Direction
Please pull out every line in the listing below that contains the word "white" and copy each one in full.

Data shown
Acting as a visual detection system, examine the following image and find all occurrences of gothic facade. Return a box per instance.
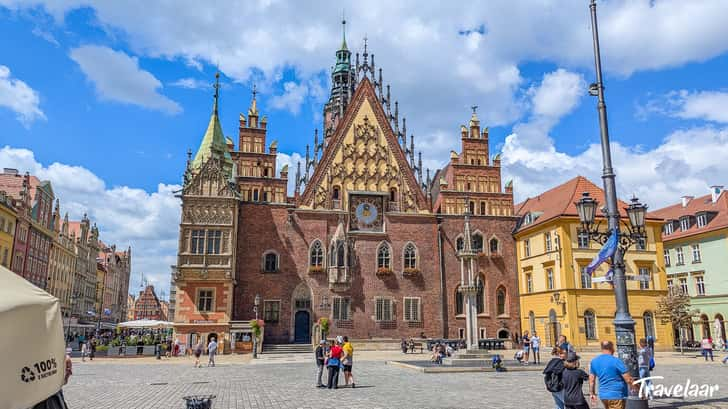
[174,27,520,348]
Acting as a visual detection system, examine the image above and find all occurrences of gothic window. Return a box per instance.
[197,290,213,312]
[377,243,392,270]
[490,237,500,254]
[495,287,507,315]
[263,251,278,273]
[455,286,463,315]
[584,310,597,339]
[473,233,483,253]
[309,240,324,267]
[207,230,222,254]
[404,243,417,270]
[190,230,205,254]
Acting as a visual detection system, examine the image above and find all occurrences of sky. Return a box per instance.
[0,0,728,294]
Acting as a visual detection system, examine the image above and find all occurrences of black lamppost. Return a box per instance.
[253,294,260,358]
[577,0,648,408]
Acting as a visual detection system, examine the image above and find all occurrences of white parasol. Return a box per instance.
[0,266,66,409]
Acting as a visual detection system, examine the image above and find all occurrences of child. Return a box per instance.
[561,352,589,409]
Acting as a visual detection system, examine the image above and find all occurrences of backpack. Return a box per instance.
[543,360,564,392]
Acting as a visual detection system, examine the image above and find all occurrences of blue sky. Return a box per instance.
[0,0,728,290]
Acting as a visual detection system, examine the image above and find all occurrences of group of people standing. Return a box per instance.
[314,335,356,389]
[543,337,654,409]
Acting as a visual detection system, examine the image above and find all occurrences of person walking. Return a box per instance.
[341,336,356,388]
[521,331,531,365]
[207,337,217,367]
[589,341,635,409]
[543,347,566,409]
[314,339,326,388]
[194,340,202,368]
[81,342,88,362]
[562,352,601,409]
[637,338,652,399]
[326,339,344,389]
[700,335,713,362]
[531,331,541,365]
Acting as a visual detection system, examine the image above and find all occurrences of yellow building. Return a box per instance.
[0,191,16,268]
[514,176,673,349]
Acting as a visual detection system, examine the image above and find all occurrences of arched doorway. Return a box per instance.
[289,282,313,343]
[546,308,561,346]
[700,314,710,338]
[294,310,311,343]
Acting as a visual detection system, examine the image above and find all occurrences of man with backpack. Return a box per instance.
[543,347,567,409]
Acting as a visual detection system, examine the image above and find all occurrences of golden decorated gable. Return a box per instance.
[300,82,429,213]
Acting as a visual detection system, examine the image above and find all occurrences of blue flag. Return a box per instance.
[586,230,618,275]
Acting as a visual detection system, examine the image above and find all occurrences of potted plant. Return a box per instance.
[308,266,324,274]
[250,320,265,358]
[402,268,420,277]
[377,267,392,277]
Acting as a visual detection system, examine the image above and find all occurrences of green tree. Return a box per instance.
[657,288,700,353]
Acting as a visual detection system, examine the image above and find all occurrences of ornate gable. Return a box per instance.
[182,157,236,198]
[299,78,429,213]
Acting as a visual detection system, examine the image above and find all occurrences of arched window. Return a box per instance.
[490,237,500,254]
[404,243,417,270]
[528,311,536,334]
[475,275,485,314]
[495,287,506,315]
[377,243,392,270]
[309,240,324,267]
[455,286,463,315]
[642,311,655,339]
[584,310,597,339]
[263,251,278,273]
[473,233,483,253]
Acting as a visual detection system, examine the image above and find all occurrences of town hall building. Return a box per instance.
[173,23,520,351]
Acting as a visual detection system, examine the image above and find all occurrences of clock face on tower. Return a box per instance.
[349,195,384,231]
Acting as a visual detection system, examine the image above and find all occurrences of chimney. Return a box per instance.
[710,185,723,203]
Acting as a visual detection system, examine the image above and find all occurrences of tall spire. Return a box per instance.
[212,71,220,116]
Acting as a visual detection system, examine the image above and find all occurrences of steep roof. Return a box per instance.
[648,191,728,241]
[516,176,628,231]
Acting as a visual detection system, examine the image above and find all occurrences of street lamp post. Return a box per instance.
[577,0,648,409]
[253,294,260,358]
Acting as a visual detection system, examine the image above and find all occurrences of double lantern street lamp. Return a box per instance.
[588,0,648,409]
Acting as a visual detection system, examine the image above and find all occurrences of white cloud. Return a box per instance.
[502,69,728,209]
[71,45,182,114]
[0,65,46,127]
[169,77,212,89]
[0,146,181,293]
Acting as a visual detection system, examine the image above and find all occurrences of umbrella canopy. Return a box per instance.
[0,266,66,409]
[118,320,174,328]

Correct result
Acting as a visual detection system, examine the image above and find all occurrences of white parasol. Return a box per instance.
Acting as a visual detection system, examine the image above and find all occurrences of white cloud. Return a box per instance.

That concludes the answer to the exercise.